Written instruction:
Please rewrite the listing from its start through the line holding "[(81, 505)]", inclusive, with "drill" changed to "exercise" and nothing else altered.

begin

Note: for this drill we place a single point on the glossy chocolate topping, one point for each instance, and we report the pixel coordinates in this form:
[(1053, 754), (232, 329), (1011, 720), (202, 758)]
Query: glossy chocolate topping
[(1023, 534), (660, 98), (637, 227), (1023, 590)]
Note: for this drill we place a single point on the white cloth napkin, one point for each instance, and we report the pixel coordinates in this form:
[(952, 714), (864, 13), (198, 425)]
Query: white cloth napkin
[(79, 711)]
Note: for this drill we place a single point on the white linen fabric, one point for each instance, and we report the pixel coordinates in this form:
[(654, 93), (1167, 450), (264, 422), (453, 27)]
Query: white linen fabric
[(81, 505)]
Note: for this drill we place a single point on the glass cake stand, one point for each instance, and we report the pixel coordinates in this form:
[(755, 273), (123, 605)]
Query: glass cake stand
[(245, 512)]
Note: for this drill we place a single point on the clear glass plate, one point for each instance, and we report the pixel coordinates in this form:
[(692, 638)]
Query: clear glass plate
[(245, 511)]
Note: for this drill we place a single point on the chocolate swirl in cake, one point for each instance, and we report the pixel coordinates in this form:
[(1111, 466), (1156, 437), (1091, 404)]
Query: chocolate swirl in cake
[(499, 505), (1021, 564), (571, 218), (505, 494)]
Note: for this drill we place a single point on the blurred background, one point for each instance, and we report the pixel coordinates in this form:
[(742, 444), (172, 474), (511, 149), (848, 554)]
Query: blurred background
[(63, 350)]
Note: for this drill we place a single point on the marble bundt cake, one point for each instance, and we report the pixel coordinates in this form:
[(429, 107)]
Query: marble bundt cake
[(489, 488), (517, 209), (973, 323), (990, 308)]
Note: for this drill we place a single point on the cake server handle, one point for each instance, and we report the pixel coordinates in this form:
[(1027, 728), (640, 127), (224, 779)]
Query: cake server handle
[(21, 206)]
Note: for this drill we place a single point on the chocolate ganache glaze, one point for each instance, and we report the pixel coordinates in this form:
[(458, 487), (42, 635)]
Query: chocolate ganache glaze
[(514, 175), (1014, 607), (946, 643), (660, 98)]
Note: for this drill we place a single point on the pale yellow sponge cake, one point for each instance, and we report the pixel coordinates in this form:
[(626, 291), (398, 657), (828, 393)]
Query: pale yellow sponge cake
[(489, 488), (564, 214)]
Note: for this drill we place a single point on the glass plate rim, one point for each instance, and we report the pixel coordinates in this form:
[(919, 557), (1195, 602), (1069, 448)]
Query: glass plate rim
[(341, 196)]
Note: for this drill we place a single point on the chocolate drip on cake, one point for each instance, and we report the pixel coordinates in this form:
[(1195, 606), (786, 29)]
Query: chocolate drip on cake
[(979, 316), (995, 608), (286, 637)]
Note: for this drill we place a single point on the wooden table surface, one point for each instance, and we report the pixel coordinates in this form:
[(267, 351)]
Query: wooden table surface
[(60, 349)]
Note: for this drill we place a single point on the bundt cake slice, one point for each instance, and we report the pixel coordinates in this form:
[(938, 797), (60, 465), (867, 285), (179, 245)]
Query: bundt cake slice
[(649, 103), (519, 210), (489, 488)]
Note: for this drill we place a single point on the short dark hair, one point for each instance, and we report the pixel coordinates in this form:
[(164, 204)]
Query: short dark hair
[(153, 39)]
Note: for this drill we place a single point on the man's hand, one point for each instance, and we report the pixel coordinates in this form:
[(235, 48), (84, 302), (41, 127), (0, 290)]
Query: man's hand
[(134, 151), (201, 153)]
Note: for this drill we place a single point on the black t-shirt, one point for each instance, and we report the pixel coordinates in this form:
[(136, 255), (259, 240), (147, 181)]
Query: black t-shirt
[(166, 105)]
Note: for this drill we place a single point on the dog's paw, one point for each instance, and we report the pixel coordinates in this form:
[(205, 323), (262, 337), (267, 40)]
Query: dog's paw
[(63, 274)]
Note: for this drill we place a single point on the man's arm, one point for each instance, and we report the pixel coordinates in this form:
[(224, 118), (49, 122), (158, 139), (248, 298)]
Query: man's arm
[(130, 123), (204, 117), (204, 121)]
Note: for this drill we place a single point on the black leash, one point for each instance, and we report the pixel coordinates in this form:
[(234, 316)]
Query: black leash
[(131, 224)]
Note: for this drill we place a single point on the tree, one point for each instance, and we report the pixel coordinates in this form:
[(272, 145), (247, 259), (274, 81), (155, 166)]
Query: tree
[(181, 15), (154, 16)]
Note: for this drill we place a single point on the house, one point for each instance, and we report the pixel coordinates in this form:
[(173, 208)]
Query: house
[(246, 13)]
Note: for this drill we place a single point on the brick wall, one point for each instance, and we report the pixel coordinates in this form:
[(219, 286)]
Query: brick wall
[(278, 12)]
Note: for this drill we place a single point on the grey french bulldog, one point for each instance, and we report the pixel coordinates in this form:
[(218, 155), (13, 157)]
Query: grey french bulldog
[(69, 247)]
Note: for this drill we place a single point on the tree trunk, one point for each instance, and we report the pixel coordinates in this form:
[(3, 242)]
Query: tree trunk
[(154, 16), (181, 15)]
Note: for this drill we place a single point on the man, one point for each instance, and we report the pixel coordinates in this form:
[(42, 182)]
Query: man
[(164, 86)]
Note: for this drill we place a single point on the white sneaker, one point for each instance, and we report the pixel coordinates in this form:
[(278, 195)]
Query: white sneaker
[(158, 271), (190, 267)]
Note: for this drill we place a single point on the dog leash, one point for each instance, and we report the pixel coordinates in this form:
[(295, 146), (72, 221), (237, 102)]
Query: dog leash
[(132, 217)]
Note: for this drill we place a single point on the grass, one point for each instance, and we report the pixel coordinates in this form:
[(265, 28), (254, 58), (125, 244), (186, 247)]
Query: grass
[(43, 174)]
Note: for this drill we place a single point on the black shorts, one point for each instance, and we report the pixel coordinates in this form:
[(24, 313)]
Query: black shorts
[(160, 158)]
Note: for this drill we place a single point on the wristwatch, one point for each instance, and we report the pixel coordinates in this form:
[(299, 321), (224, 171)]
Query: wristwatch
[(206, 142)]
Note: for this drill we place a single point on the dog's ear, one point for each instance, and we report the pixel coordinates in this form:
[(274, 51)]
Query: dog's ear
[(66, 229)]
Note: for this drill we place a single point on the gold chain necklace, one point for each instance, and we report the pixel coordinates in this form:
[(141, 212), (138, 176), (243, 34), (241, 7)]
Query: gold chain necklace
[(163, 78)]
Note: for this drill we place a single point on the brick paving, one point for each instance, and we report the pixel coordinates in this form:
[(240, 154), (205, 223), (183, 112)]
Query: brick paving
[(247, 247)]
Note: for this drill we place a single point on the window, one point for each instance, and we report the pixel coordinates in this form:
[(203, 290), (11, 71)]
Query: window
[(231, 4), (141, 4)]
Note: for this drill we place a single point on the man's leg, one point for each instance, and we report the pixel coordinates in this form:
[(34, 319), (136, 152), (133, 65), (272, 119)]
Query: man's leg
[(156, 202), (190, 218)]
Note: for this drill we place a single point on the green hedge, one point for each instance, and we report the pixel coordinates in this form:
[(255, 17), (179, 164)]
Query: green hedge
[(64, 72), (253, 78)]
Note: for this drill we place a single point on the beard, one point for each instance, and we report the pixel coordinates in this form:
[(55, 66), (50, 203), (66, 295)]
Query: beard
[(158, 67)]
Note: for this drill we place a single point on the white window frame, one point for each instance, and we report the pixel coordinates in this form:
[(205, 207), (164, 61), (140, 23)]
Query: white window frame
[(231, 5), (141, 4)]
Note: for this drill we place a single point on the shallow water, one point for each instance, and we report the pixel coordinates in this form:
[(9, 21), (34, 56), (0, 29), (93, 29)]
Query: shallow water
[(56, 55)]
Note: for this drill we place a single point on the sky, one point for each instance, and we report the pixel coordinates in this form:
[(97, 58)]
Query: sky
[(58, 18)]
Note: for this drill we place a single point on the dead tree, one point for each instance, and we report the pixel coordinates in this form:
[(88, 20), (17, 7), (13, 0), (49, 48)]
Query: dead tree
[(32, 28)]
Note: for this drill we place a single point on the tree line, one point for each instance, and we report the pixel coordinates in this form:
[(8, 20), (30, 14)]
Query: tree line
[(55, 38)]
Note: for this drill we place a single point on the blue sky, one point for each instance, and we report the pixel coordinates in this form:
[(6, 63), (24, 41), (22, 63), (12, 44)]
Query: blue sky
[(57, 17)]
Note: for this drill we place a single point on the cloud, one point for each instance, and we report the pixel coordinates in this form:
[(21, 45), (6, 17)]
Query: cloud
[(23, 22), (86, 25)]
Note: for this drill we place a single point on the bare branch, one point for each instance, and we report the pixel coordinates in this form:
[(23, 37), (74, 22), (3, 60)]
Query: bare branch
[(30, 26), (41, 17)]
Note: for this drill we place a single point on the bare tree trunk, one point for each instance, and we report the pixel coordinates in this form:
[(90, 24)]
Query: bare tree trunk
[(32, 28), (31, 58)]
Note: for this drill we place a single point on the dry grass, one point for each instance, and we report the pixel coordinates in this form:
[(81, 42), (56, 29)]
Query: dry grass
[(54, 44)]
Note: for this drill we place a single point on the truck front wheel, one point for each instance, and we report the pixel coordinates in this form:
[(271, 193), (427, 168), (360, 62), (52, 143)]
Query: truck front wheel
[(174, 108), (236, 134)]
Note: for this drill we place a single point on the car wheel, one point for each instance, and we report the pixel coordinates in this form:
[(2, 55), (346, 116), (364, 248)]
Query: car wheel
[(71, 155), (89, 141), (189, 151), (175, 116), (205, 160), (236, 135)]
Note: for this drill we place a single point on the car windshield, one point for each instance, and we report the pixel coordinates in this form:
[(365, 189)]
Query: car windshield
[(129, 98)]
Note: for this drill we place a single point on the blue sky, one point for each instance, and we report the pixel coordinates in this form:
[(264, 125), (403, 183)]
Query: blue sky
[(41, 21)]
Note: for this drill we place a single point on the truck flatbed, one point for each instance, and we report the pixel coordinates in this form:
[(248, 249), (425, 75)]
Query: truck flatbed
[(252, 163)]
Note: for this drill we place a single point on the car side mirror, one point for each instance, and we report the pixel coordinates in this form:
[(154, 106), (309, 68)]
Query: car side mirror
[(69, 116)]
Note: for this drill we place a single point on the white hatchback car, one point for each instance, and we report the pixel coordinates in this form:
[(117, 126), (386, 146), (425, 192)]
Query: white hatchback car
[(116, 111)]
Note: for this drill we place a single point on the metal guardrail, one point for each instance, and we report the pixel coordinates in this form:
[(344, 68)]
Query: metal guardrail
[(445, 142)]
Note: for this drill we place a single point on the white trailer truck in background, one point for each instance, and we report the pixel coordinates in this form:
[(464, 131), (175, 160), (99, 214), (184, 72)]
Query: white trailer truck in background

end

Reply:
Note: for this exercise we place a single point on the glossy chocolate topping, one point for each instance, and we report the pixel coordinates in this form:
[(1053, 754), (232, 329), (1011, 720), (202, 758)]
Query: glossy chocolate topping
[(1023, 534), (660, 98), (637, 227), (1023, 590)]
Note: for this exercise we place a single point on the white cloth napkin, one point for each instance, and we report the pixel coordinates in this form:
[(952, 714), (864, 13), (198, 425)]
Query: white cloth napkin
[(79, 711)]
Note: for this exercise we place a single point on the white linen fabric, one point for each instance, and we report the pixel coordinates in this form:
[(654, 93), (1167, 450), (264, 422), (453, 27)]
Query: white linen fabric
[(81, 505)]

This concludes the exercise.